- REQUIREMENTS:
List every everyday activity that the license plate suggests the car is entitled to, according to the Porsche 911 GT1 text below.
BEGIN EXCERPT TO READ
1997 Porsche 911 GT1 Evolution 996

1997 Porsche 911 GT1 Evolution 996

It is hard to spot under the giant rear wing — but it is there. Off-center and low down in the shrouded, sculpted aero rump you see the license plate: P1 POW. Small detail, big impact: this thing’s road legal. You recognize the Porsche 911 rear lights. They are the 996 shape — the one from the late 1990s. Between them, and above that street-legal plate, it says GT1. Small number — but, once again, big impact.


It is still recognizable as a 911 — but looks longer. Flatter, massively wider, and more purposeful, too. It’s a race car, right? Just missing its sponsorship livery. Yet that plate suggests it is just as entitled to cruise the highways, do school dropoff, or rock up to the nearest Sunday morning Cars ‘n’ Coffee as your daily-drive Toyota. It takes some doing, but here is the wildest 911 to ever come out of Porsche’s dream factory.
END EXCERPT TO READ
BEGIN DATA SUPPLIED
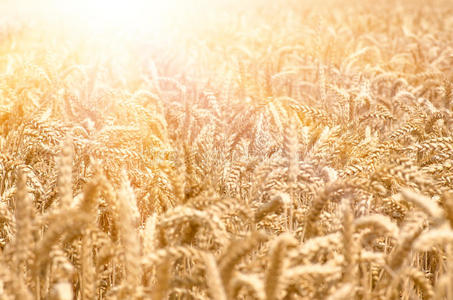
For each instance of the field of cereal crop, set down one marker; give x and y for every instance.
(223, 150)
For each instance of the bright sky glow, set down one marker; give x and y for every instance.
(119, 14)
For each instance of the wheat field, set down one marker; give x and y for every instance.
(268, 150)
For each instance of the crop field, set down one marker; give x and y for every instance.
(224, 150)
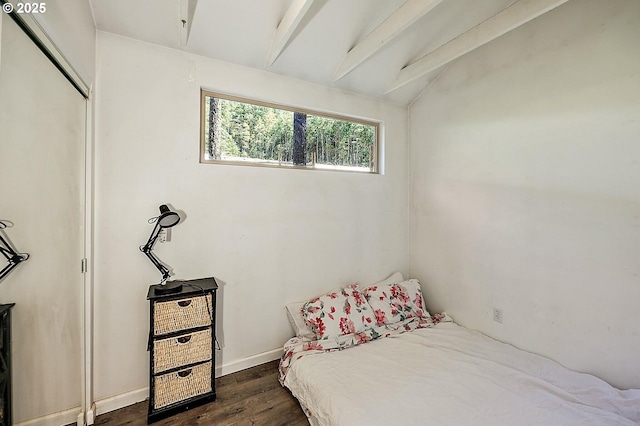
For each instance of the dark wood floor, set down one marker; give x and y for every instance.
(248, 397)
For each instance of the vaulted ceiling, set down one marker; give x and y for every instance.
(391, 49)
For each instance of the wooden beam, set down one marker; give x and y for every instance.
(509, 19)
(287, 27)
(394, 25)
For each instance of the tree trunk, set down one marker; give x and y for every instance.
(214, 128)
(299, 138)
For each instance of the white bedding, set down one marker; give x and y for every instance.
(449, 375)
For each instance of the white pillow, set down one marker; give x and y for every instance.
(296, 319)
(395, 278)
(294, 313)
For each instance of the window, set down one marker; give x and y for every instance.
(241, 131)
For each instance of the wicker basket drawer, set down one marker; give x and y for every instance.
(181, 350)
(182, 314)
(181, 385)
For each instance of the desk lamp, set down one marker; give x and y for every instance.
(167, 219)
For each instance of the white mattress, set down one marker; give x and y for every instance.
(449, 375)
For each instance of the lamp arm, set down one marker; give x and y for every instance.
(147, 250)
(12, 257)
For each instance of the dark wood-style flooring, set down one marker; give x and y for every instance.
(248, 397)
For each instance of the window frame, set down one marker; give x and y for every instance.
(204, 93)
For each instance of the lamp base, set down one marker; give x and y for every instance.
(169, 287)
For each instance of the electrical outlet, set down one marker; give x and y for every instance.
(497, 315)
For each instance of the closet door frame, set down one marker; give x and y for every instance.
(37, 34)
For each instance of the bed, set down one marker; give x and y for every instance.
(374, 356)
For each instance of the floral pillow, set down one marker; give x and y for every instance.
(338, 313)
(392, 303)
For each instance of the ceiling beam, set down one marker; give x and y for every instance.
(187, 10)
(509, 19)
(394, 25)
(287, 27)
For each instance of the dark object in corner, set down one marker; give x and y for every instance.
(13, 258)
(167, 219)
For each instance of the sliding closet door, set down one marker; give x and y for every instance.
(42, 143)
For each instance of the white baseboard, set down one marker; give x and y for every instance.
(123, 400)
(56, 419)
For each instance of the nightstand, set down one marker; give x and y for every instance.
(181, 347)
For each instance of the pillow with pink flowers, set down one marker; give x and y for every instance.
(392, 303)
(338, 313)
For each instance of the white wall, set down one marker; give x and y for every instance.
(42, 134)
(524, 188)
(270, 236)
(69, 24)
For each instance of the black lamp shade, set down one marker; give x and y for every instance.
(167, 218)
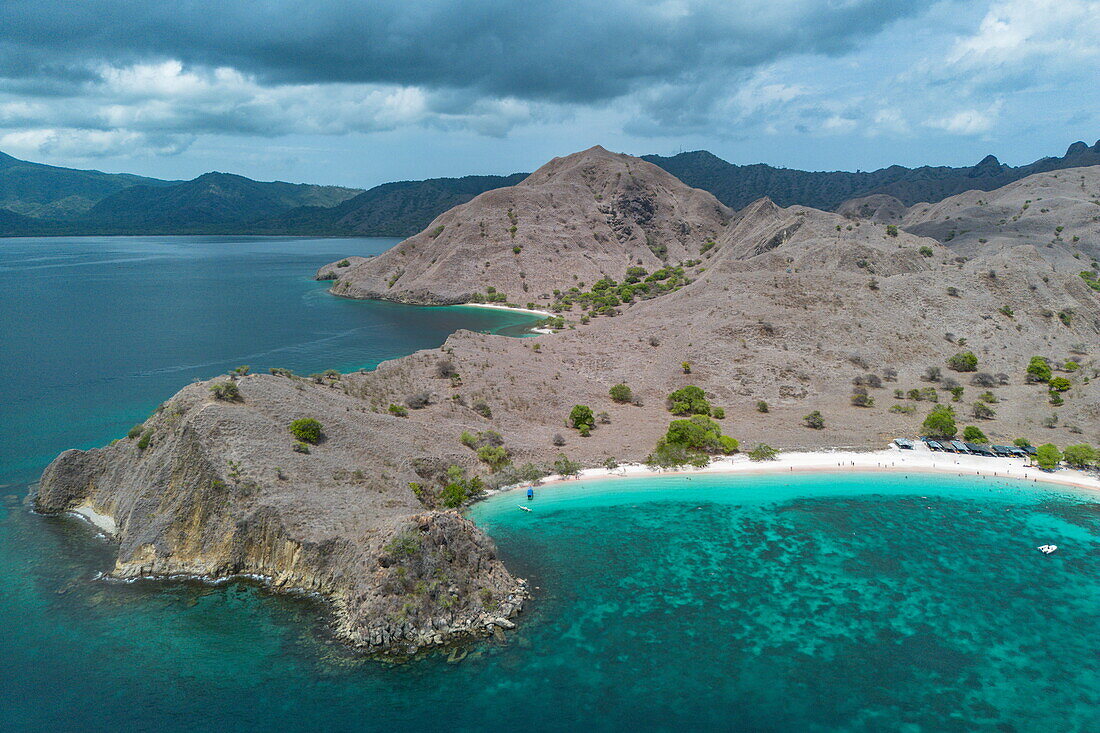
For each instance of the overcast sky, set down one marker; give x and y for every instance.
(363, 93)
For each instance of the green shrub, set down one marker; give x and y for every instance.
(1038, 371)
(1080, 456)
(307, 429)
(1059, 384)
(689, 401)
(581, 417)
(226, 392)
(971, 434)
(762, 452)
(965, 361)
(620, 393)
(941, 423)
(458, 489)
(728, 444)
(564, 467)
(1047, 456)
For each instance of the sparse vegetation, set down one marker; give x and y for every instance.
(226, 392)
(1047, 456)
(941, 423)
(972, 434)
(965, 361)
(1080, 456)
(582, 419)
(307, 429)
(620, 393)
(689, 401)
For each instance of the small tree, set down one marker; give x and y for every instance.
(307, 429)
(1047, 456)
(1038, 371)
(1080, 456)
(941, 423)
(564, 467)
(689, 401)
(582, 418)
(620, 393)
(964, 361)
(972, 434)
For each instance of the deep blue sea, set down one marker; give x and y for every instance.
(809, 602)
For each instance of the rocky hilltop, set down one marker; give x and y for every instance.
(1058, 212)
(777, 313)
(572, 221)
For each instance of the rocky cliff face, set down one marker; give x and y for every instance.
(571, 221)
(218, 490)
(791, 306)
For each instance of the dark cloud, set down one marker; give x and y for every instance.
(579, 51)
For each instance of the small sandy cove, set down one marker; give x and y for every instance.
(891, 459)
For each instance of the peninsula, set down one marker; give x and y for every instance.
(682, 330)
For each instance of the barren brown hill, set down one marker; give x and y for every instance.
(574, 220)
(790, 306)
(1057, 212)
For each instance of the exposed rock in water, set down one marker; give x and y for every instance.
(783, 305)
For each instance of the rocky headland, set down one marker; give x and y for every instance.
(774, 313)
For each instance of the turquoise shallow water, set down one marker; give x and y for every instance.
(98, 330)
(847, 602)
(817, 602)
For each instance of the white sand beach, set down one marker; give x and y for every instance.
(545, 314)
(891, 459)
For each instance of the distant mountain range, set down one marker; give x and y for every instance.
(37, 199)
(739, 185)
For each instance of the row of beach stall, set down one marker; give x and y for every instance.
(968, 448)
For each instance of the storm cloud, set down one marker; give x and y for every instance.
(263, 86)
(579, 51)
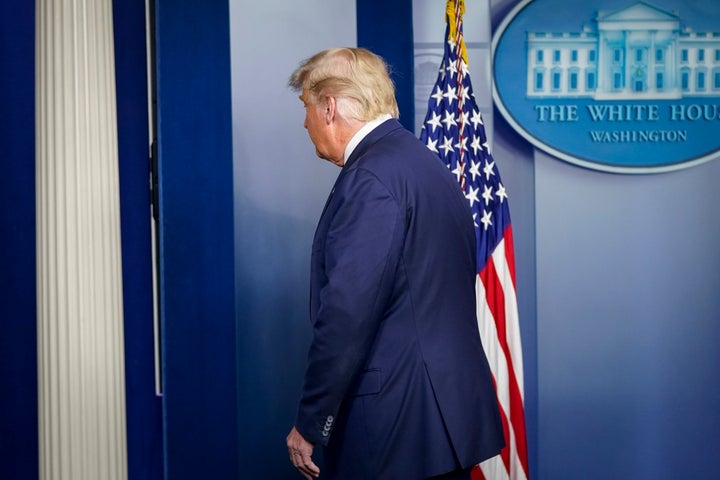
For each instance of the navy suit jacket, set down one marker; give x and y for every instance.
(397, 384)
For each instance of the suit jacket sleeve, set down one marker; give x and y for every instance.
(356, 251)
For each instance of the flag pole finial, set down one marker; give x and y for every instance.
(454, 10)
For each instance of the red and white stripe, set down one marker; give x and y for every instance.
(499, 326)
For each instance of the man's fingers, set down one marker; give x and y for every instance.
(307, 467)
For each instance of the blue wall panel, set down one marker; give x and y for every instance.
(18, 360)
(144, 413)
(196, 239)
(386, 28)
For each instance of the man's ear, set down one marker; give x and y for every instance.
(330, 109)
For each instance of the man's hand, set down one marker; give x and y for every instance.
(300, 451)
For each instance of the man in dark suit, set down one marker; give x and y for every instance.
(397, 385)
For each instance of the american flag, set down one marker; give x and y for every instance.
(454, 129)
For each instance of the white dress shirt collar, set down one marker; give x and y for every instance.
(362, 133)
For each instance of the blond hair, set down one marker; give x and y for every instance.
(353, 74)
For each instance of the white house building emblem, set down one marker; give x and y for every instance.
(631, 89)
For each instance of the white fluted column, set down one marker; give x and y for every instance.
(81, 375)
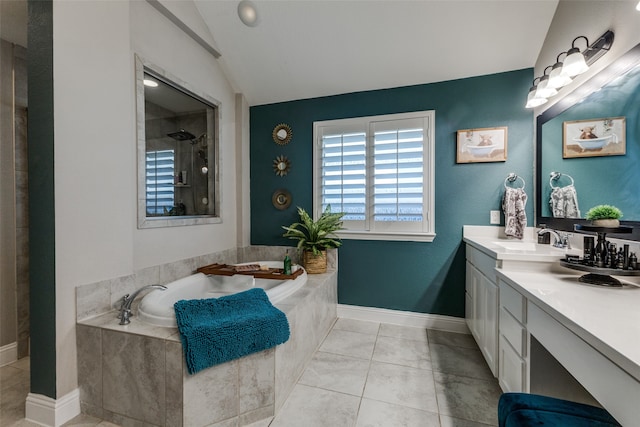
END DATA SUPPLIED
- FINAL ANSWER:
- Cruise the highways
- Do school dropoff
- Rock up to the nearest Sunday morning Cars ‘n’ Coffee